[Provided passage — start]
A further extract of the Superior Court’s ruling gives an idea of the social elements for whom Chaoulli and Zeliotis are speaking and their reactionary politics. The ruling summarizes Chaoulli’s argument as follows: “It is in reality for reasons of a moral character, the contention that the search for profit leads to abuse, that private hospitals are repressed. Dr. Chaoulli asserts that other than the Créditistes [supporters of the right-wing, populist Social Credit party], at the time [Medicare was established] all the parties and labor federations vigorously asserted that it was unacceptable that patients, having paid a non-participating [i.e., private] doctor, should have a greater access to health services. Marxist-Leninist theses have, according to him, led to the egalitarian ideology that we have today and the Medical Insurance Law was adopted in this context.... Said the legal counsel for his co-plaintiff George Zeliotis, ‘I plead for the right of richer people to have access to parallel health services.’ ”

Not surprisingly, among the interveners in the case who are supporting Chaoulli and Zeliotis are several private health companies, such as Cambie Surgeries Corp., Speciality MRI Clinics and the numbered company 411044 Canada Inc.

A group of 10 senators, led by Liberal Senator Michael Kirby, have also been given legal standing to intervene in the case. They do not go as far as Chaoulli and Zeliotis in advocating unrestricted access to private health care. Rather, they have asked the courts to allow people to use a parallel private system if the public system fails to provide them timely access. There is no question that important sections of business and the political establishment would welcome a ruling along these lines, believing it would provide an important lever to press over time for the dismantling of Medicare—especially since these same sections are pressuring governments to curtail public spending and lower taxes. Kirby is himself a director of Markham, Ontario-based Extendicare, which owns a chain of for-profit nursing homes.

Politically, it must be said, however, that the biggest support for the cynical legal arguments of Chaoulli-Zeliotis and for the big business campaign to undermine Medicare in general has come from the federal and provincial governments, which, whatever the stripe of the political party in power, have presided over the budget cuts and chronic underfunding of the public health care system that have caused growing numbers to be denied vitally needed care in a timely fashion.
[Provided passage — finish]
» **Task list**:
1. Using the passage on the Chaoulli-Zeliotis case, explain in one to three sentences why important sections of business and the political establishment would welcome a ruling that lets people use a parallel private system when the public system fails to provide timely access.
2. Translate this sentence from the passage on the Chaoulli-Zeliotis case into Spanish: "Kirby is himself a director of Markham, Ontario-based Extendicare, which owns a chain of for-profit nursing homes."
Answer from the passage on the Chaoulli-Zeliotis case alone.
[Records — start]
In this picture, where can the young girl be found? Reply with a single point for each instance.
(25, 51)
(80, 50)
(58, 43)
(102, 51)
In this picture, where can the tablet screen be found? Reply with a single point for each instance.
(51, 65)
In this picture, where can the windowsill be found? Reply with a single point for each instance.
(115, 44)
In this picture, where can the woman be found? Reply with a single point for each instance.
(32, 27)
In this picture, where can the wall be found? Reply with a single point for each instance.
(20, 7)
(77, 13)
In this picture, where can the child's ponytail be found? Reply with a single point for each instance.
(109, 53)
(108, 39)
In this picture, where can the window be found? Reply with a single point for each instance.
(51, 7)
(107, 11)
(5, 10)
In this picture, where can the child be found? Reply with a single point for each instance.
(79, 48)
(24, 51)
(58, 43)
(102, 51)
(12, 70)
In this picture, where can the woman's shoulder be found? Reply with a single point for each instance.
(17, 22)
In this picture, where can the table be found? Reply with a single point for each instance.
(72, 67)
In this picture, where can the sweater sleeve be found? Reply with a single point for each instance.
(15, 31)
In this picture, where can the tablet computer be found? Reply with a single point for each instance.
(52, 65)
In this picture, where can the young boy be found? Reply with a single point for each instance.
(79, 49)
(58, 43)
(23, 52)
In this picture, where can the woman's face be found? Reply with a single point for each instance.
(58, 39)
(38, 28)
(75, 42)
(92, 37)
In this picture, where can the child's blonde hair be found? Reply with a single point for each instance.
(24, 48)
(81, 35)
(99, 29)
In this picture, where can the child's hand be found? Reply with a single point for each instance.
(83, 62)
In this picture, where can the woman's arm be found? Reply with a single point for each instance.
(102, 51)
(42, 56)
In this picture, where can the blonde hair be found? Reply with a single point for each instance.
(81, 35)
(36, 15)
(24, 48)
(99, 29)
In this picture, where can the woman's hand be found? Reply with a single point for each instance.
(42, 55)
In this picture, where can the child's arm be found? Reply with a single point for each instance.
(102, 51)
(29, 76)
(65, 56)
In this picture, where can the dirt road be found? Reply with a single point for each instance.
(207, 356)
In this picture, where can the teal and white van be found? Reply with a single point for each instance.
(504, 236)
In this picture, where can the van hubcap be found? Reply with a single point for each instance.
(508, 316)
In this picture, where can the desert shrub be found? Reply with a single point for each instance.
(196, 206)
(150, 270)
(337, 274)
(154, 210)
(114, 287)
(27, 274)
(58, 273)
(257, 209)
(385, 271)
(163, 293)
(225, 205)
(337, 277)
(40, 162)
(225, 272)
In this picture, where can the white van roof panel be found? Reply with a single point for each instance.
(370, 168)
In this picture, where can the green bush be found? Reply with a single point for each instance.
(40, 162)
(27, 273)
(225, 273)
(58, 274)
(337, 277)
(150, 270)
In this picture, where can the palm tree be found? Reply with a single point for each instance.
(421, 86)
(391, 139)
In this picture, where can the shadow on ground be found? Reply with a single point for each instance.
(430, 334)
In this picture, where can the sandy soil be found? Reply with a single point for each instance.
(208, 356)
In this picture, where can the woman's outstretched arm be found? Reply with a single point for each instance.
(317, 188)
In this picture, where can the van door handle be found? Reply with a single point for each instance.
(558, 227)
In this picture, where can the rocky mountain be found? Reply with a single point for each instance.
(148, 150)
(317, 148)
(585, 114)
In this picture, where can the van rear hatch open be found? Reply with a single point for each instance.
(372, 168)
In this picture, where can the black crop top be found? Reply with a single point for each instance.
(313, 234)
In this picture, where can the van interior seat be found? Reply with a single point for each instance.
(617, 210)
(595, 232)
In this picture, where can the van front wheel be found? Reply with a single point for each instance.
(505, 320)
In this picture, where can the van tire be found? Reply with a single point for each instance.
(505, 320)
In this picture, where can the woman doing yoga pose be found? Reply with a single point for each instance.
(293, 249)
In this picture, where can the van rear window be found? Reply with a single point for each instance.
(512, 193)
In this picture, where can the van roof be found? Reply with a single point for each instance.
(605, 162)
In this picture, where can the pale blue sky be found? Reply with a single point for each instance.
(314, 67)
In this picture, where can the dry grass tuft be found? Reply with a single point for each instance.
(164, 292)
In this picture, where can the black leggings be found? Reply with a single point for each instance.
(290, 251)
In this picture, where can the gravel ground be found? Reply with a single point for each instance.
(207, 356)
[Records — finish]
» **Written answers**:
1. They believe such a ruling would give them an important lever to press over time for the dismantling of Medicare. This matters especially because these same sections are pressuring governments to curtail public spending and lower taxes.

2. El propio Kirby es director de Extendicare, con sede en Markham, Ontario, que es propietaria de una cadena de residencias de ancianos con fines de lucro.